» **Exercise description**
Rewrite every line from the one that contains "find wispy cloud" through the end of the entries, multiplying each point coordinate in the answers by 1.9 and rounding to a whole number, with halves rounded up. Keep every number in the requests and their format samples unchanged.

» **Given data**
#####
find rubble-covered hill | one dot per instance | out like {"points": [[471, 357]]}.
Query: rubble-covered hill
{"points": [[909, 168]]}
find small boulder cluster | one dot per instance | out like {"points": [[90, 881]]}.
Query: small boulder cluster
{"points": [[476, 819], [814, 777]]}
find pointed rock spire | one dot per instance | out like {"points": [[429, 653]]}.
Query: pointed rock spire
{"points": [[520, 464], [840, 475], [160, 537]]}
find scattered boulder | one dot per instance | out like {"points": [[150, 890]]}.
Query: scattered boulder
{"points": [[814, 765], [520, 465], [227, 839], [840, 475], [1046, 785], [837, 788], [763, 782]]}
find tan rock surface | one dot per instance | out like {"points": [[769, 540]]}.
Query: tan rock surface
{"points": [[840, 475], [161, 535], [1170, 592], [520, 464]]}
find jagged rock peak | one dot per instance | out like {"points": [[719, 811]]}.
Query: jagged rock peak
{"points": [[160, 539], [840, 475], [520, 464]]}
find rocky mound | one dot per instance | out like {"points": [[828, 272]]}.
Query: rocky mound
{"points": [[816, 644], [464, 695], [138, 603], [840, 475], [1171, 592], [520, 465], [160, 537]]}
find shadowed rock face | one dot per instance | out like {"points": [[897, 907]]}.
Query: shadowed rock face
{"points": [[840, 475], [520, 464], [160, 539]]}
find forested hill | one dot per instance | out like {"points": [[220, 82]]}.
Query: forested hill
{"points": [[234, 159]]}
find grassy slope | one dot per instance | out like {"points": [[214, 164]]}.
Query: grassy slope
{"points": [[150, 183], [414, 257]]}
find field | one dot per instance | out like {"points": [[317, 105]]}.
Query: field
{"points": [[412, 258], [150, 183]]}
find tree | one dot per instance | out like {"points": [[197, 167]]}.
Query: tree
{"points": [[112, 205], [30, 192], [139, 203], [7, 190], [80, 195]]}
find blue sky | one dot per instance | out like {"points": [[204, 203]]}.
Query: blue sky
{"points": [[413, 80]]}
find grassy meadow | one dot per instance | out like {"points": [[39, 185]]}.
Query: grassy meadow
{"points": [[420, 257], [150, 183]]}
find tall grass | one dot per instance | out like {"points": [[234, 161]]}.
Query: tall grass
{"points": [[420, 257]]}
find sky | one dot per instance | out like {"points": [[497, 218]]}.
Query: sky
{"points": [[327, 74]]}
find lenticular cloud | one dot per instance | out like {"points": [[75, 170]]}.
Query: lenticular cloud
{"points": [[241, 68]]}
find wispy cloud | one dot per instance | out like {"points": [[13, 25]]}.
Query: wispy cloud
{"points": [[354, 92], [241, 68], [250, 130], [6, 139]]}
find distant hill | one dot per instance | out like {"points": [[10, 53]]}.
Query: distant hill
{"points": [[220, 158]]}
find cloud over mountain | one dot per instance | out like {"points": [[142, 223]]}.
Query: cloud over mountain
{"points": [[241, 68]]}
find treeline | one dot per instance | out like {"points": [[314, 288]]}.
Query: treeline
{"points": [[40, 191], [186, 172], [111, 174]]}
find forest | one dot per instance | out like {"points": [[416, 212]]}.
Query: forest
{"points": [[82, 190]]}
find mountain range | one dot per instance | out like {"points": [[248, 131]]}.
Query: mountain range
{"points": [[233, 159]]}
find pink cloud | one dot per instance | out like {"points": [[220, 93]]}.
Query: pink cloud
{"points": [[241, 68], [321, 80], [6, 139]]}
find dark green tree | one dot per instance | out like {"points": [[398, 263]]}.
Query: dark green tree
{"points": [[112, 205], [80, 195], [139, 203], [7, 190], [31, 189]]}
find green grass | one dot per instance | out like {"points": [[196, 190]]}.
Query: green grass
#####
» **Output below**
find wispy cloud | one dot per instance | out like {"points": [[13, 25]]}.
Query: wispy cloud
{"points": [[673, 175], [458, 129], [475, 247], [11, 264]]}
find distant hill | one dot per instance | out like {"points": [[10, 53]]}.
Query: distant hill
{"points": [[418, 300]]}
find cloud over mountain | one dot per instance | out like {"points": [[142, 223]]}.
Query: cloud over mountain
{"points": [[458, 129]]}
find treeline | one dot per instance | out like {"points": [[314, 288]]}.
Query: treeline
{"points": [[76, 363], [353, 327], [211, 331]]}
find forest | one dot per instance | out like {"points": [[416, 212]]}.
Query: forest
{"points": [[156, 361]]}
find mountain range | one dot per instance | out like {"points": [[248, 131]]}.
Query: mountain range
{"points": [[443, 302]]}
find pink cloud | one dot per instance | out like {"points": [[220, 93]]}.
Query: pink cloud
{"points": [[458, 129], [610, 152], [11, 264]]}
find dark green tree | one dot per instance | out like {"points": [[398, 263]]}.
Query: dark green tree
{"points": [[213, 390], [152, 371], [264, 386], [13, 361], [59, 359]]}
find green grass | one dot per instance | out like {"points": [[196, 190]]}.
Query: green grass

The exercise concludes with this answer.